A cristalografia e os remédios que tomamos todos os dias

Muitos medicamentos que usamos são comercializados na forma sólida (comprimidos e cápsulas), principalmente devido a estabilidade e boa aceitação pelos pacientes. A grande maioria (cerca de 80%) dessas formas sólidas são cristalinas, ou seja, as moléculas dos fármacos estão organizadas no sólido de forma regular.

A substância química que produz o efeito biológico no paciente é normalmente denominada de Insumo Farmacêutico Ativo (IFA) e pode ser administrada nas formas mono e multicomponentes. As formas monocomponentes são formadas apenas pelo IFA, enquanto as multicomponentes apresentam outros compostos além do IFA. Para as duas formas de produção dos remédios podemos observar o fenômeno de polimorfismo, que é a capacidade de uma mesma molécula se organizar de forma diferente no sólido cristalino. Em alguns casos, a mudança da forma pode provocar modificações físico-químicas do medicamento, em especial na solubilidade, ocasionando problemas de biodisponibilidade para os pacientes e afetando negativamente o tratamento. Do ponto de vista da indústria farmacêutica, para se evitar a presença de polimorfos indesejáveis, é necessário um controle rigoroso do modo de produção dos fármacos. Por exemplo, o paracetamol apresenta duas formas polimórficas (formas I e II), porém a forma II é um pouco mais solúvel e menos estável, deste modo, a forma I é a forma comercial. Portanto, o conhecimento da forma desse IFA na matéria prima é essencial para a produção do remédio.

COMPLETE O SEGUINTE.
[1] Segundo o texto sobre cristalografia e remédios, qual forma polimórfica do paracetamol é a comercial?
[2] Reescreva em forma de lista o parágrafo do texto sobre cristalografia e remédios que começa com "A substância química que produz o efeito biológico", mantendo os fatos principais.
[3] Por favor, dê continuidade ao texto sobre cristalografia e remédios a partir da última frase.

Dados de origem.
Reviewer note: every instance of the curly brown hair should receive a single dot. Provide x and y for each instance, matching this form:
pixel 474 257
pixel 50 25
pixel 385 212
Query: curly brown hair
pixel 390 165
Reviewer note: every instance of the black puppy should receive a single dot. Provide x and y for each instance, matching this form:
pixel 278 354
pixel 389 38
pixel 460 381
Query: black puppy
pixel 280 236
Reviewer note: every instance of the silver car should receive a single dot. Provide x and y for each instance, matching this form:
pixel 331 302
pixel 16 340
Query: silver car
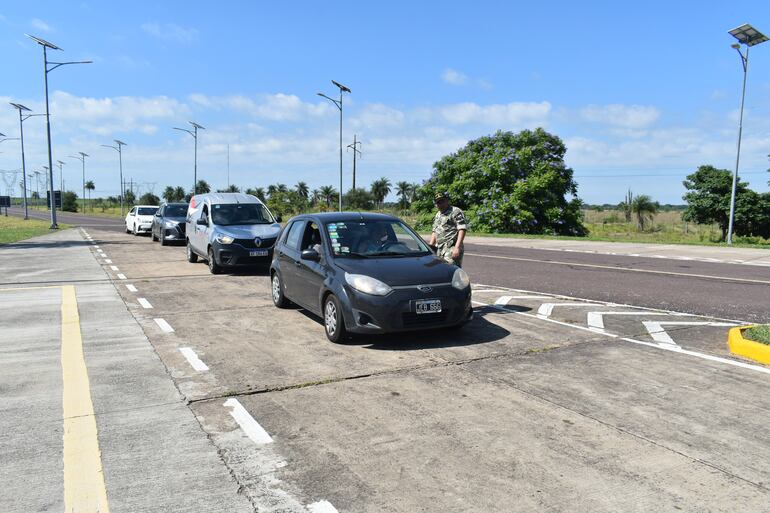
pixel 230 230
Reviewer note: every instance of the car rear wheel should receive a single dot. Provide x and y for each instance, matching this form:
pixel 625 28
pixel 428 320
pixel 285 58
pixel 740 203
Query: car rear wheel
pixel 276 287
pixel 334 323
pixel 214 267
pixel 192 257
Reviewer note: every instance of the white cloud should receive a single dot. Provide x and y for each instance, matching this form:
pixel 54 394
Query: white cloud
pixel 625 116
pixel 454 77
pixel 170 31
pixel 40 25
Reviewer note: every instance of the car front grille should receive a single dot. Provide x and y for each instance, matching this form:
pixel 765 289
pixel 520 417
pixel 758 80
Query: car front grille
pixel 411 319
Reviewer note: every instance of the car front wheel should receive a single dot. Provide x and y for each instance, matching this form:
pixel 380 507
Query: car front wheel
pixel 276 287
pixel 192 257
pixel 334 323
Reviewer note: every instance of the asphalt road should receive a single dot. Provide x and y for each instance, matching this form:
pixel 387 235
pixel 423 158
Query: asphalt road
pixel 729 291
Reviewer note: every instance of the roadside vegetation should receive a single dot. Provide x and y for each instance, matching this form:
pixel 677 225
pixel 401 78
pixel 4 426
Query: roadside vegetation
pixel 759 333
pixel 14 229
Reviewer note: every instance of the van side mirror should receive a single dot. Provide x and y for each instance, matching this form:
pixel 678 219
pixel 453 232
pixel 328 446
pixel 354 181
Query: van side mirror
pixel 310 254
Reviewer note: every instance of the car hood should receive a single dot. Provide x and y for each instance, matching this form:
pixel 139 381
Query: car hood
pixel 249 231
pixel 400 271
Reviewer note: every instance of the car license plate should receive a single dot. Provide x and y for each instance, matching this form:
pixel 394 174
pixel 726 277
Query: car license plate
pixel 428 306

---

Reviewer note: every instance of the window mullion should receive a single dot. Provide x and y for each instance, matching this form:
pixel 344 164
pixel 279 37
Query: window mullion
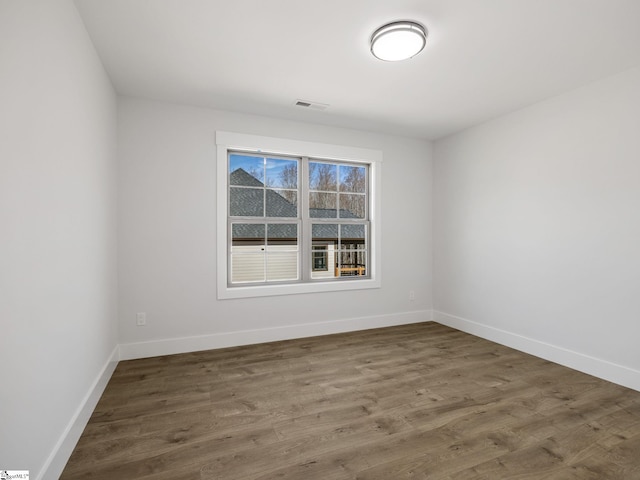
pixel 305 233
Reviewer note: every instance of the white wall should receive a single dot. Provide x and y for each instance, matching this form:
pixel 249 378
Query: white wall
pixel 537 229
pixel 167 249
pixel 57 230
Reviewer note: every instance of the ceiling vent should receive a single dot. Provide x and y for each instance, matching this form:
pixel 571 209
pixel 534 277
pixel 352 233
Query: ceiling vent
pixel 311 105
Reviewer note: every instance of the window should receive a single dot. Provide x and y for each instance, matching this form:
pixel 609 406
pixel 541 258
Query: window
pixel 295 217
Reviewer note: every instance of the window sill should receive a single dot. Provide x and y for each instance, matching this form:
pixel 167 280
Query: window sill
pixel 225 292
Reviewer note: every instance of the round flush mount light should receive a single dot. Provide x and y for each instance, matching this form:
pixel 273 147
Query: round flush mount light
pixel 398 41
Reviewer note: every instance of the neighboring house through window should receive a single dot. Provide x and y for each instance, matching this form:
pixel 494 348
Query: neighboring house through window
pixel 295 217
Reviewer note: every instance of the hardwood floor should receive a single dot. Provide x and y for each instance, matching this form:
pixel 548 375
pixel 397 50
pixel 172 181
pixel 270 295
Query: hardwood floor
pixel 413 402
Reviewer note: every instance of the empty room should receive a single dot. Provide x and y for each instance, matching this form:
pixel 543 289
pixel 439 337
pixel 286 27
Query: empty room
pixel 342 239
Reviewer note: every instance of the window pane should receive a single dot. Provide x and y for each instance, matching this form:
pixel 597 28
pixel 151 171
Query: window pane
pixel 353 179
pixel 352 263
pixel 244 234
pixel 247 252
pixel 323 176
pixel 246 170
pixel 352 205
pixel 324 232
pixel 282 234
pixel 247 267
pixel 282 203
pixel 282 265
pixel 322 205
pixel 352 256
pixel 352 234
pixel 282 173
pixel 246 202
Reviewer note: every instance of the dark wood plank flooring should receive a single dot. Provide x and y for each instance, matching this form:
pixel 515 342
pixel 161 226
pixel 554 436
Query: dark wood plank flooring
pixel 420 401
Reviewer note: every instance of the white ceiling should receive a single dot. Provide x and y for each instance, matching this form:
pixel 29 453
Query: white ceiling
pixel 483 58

RESPOSTAS DO EXERCÍCIO.
[1] A forma I.

[2]
- A substância que produz o efeito biológico é o Insumo Farmacêutico Ativo (IFA).
- O IFA pode ser administrado em formas monocomponentes (só o IFA) ou multicomponentes (IFA e outros compostos).
- Nas duas formas pode ocorrer polimorfismo: uma mesma molécula se organiza de modos diferentes no sólido cristalino.
- A mudança de forma pode alterar propriedades físico-químicas, sobretudo a solubilidade, o que causa problemas de biodisponibilidade e prejudica o tratamento.
- Para evitar polimorfos indesejáveis, a indústria precisa controlar rigorosamente a produção dos fármacos.
- O paracetamol tem duas formas polimórficas. A forma II é um pouco mais solúvel e menos estável, e por isso a forma I é a comercial.
- Conhecer a forma do IFA na matéria-prima é essencial para produzir o remédio.

[3]
Uma das principais técnicas de caracterização de sólidos cristalinos é a difração de raios X. Essa técnica permite a determinação precisa da organização das moléculas no sólido e desta forma a identificação e até quantificação do polimorfo do IFA presente tanto na matéria prima (insumos farmacêuticos) quanto no produto acabado (comprimidos ou cápsulas).

A difração de raios X é uma ferramenta de caracterização fundamental para o controle de qualidade de medicamentos que consumimos, pois os permite descobrir se o medicamento que será comercializado está na forma sólida correta para gerar o efeito biológico desejado.